**EN QUÉ CONSISTE**
Cuenta, por favor, cuántas de las líneas de abajo contienen la cadena "fireplace", distinguiendo entre mayúsculas y minúsculas. Responde solo con el número.

**MATERIAL MOSTRADO**
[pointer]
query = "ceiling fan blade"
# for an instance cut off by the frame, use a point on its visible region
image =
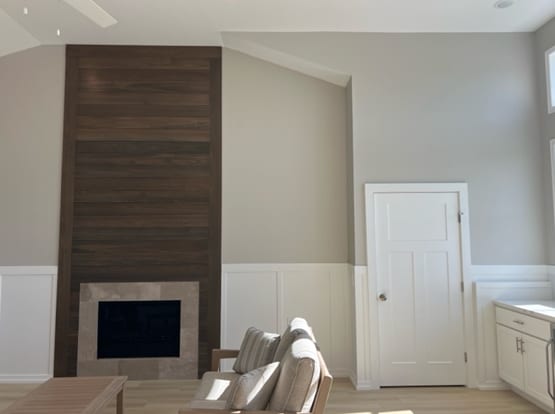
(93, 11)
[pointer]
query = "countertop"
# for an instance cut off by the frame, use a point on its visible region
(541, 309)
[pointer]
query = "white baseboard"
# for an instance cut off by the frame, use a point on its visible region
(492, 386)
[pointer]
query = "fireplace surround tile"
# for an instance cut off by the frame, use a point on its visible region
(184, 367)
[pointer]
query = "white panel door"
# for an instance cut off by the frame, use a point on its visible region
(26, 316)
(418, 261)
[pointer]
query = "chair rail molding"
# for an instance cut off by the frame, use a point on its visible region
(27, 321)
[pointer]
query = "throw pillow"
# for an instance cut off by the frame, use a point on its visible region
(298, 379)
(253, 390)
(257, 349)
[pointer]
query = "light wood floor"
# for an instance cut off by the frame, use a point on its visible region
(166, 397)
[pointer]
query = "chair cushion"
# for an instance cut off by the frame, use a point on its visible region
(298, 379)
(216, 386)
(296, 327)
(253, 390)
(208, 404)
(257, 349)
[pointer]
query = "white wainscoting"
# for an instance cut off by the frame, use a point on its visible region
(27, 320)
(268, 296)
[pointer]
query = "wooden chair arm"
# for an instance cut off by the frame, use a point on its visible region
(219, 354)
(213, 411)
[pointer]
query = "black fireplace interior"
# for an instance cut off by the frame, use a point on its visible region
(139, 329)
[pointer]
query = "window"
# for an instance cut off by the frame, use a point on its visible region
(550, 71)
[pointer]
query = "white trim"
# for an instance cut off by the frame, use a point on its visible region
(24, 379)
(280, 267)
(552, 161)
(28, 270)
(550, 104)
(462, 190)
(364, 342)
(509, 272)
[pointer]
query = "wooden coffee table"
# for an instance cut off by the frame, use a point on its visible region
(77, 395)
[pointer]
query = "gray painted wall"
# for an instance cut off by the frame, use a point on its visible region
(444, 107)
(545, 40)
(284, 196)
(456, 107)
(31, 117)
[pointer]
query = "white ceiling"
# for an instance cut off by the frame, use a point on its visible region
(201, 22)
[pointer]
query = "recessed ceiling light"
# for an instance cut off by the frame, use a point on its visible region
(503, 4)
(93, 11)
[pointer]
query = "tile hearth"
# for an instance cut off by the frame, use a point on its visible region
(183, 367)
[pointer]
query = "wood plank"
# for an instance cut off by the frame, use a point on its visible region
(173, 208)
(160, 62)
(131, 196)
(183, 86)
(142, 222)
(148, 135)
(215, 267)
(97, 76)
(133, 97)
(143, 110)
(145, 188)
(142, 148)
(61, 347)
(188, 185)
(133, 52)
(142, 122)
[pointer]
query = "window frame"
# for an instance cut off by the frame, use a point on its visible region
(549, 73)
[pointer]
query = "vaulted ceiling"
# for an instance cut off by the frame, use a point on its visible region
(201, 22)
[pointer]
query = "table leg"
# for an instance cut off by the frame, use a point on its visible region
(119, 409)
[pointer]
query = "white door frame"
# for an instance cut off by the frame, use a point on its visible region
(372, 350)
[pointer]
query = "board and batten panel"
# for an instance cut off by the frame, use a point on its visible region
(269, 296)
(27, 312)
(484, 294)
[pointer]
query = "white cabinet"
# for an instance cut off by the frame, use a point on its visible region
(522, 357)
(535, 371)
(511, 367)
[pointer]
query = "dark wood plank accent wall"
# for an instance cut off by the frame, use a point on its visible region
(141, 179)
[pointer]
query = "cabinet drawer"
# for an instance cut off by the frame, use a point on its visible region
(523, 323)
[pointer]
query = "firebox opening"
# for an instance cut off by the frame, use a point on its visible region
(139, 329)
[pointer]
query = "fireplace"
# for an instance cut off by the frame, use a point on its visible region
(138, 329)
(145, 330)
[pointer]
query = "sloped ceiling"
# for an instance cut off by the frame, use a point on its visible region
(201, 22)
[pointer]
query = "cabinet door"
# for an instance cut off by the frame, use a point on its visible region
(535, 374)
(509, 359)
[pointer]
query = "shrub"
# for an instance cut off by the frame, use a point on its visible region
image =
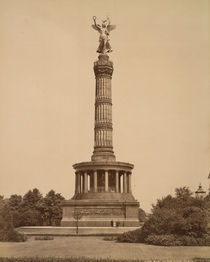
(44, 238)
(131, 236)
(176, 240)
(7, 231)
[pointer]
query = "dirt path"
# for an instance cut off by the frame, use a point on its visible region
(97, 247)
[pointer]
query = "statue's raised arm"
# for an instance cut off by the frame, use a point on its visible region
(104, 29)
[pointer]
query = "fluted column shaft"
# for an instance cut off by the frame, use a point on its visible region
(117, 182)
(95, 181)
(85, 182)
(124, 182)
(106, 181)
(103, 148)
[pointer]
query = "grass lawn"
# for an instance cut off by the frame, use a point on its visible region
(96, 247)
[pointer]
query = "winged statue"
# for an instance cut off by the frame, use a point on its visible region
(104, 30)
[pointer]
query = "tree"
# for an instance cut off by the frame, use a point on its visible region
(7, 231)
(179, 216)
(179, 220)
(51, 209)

**RESPUESTA DEL EJERCICIO**
3